▶ **What you are asked to do**
Please quote these items word for word, starting at the line containing "# point at: man's face" and ending at the line containing "x=65, y=109", with both of those lines included.
● ● ● ● ●
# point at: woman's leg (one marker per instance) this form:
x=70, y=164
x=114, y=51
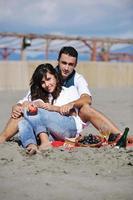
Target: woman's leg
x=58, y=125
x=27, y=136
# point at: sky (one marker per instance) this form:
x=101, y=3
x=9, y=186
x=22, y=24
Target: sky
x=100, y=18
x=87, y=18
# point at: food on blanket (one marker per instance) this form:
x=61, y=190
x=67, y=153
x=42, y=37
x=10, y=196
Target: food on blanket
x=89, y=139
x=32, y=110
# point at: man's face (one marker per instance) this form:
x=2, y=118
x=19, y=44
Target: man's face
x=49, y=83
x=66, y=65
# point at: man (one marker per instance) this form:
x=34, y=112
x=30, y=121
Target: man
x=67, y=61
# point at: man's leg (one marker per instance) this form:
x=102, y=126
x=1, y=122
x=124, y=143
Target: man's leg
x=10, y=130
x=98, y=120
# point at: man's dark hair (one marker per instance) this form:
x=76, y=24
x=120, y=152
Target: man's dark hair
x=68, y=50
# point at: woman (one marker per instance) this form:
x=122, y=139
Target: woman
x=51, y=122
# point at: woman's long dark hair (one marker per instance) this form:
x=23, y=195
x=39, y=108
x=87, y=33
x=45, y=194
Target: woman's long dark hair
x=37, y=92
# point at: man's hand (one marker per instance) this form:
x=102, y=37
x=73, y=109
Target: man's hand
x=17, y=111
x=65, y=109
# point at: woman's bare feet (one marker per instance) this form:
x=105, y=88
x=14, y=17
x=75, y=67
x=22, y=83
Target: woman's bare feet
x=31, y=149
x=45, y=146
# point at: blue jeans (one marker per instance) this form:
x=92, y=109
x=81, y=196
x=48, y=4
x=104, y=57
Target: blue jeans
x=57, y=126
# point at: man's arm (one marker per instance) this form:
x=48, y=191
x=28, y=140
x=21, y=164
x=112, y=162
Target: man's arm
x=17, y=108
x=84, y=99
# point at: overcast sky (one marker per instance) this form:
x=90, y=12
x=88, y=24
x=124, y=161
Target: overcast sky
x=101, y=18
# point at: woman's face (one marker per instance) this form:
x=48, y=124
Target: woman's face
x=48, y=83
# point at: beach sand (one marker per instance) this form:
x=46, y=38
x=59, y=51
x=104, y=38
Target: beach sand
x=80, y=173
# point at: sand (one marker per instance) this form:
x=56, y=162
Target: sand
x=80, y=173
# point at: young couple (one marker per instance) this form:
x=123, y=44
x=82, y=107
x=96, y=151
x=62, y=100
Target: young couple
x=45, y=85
● ● ● ● ●
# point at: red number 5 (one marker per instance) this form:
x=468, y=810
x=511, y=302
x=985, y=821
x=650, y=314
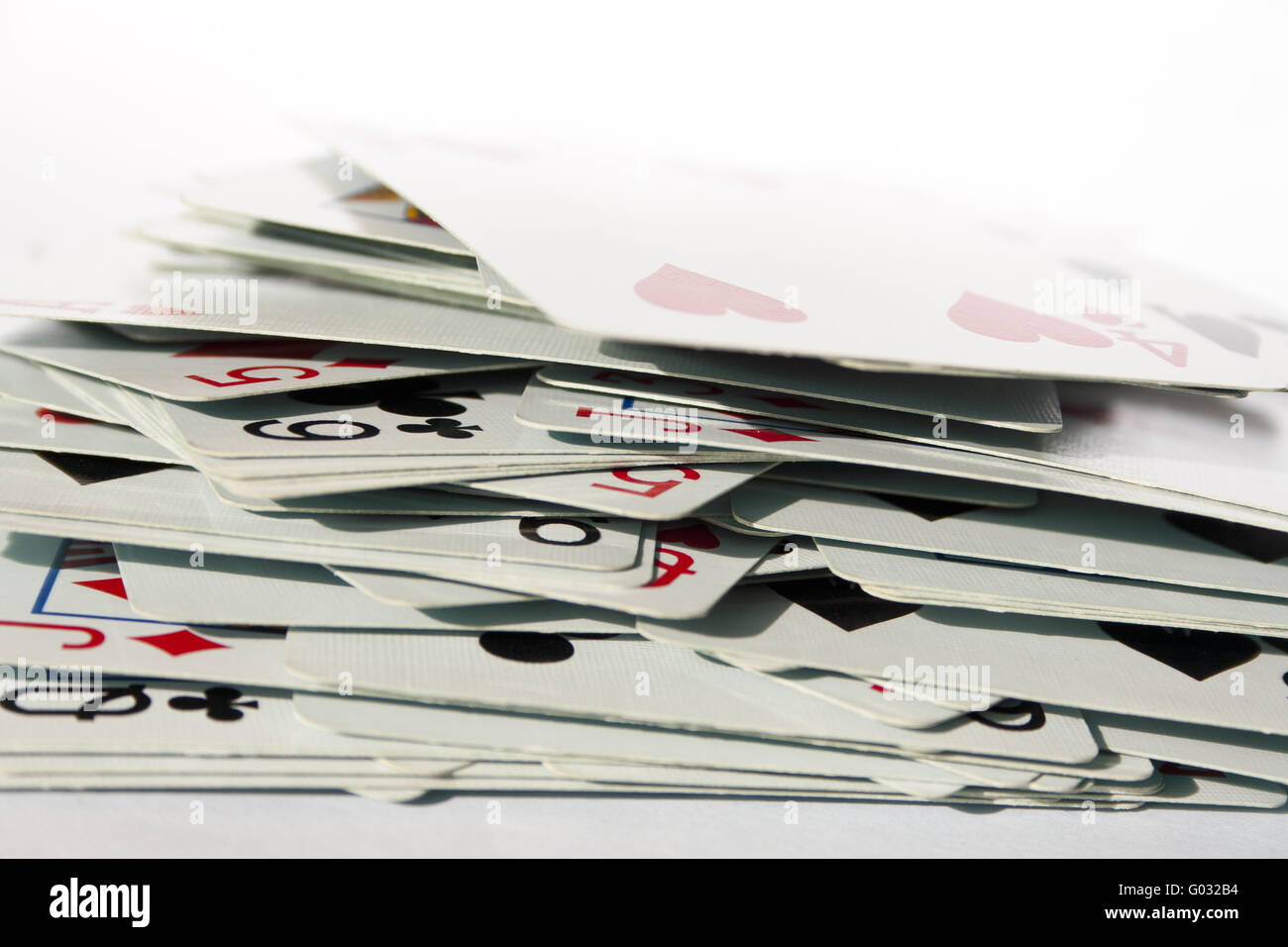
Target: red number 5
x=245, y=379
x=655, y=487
● ● ● ● ●
▶ **Answer to the problem**
# point at: man's face (one marker per instance) this form:
x=2, y=118
x=19, y=44
Target: man's face
x=49, y=83
x=66, y=65
# point at: man (one marker per instance) this form:
x=34, y=112
x=30, y=121
Target: man
x=67, y=61
# point at: man's leg (one marker per instance) this form:
x=102, y=126
x=1, y=122
x=124, y=143
Target: man's leg
x=10, y=130
x=98, y=120
# point at: man's dark hair (one marker per instance) this form:
x=76, y=24
x=120, y=152
Target: man's dark hair
x=68, y=50
# point at: woman (one marker per instance) this form:
x=122, y=139
Target: woman
x=51, y=122
# point at: woman's long dark hair (one marker per instance) this form:
x=23, y=195
x=39, y=108
x=87, y=33
x=45, y=194
Target: woman's long dark hair
x=37, y=92
# point at: man's hand (one marker per instance) this form:
x=102, y=37
x=73, y=109
Target: man's hand
x=17, y=111
x=65, y=109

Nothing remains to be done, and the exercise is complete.